Data supplied ::

————

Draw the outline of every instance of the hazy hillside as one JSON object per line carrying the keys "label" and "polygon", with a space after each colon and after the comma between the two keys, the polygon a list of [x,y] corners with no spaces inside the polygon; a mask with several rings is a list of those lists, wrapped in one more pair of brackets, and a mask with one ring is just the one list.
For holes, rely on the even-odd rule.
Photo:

————

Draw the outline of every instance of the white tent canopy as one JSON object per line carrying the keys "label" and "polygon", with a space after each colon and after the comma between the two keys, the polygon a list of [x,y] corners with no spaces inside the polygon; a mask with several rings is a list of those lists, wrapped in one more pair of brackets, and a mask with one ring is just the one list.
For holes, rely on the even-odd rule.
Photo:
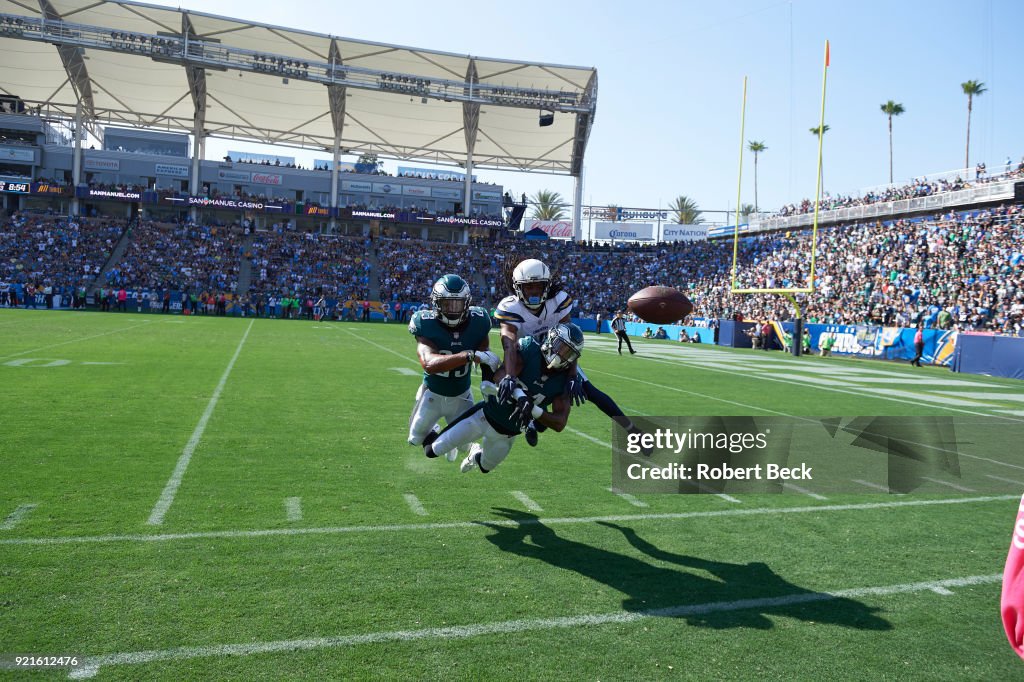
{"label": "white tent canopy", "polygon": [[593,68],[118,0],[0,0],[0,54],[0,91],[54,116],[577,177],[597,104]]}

————

Exercise :: Count the lines of the data that hold the string "outline". The answer should be that number alone.

Answer below :: 2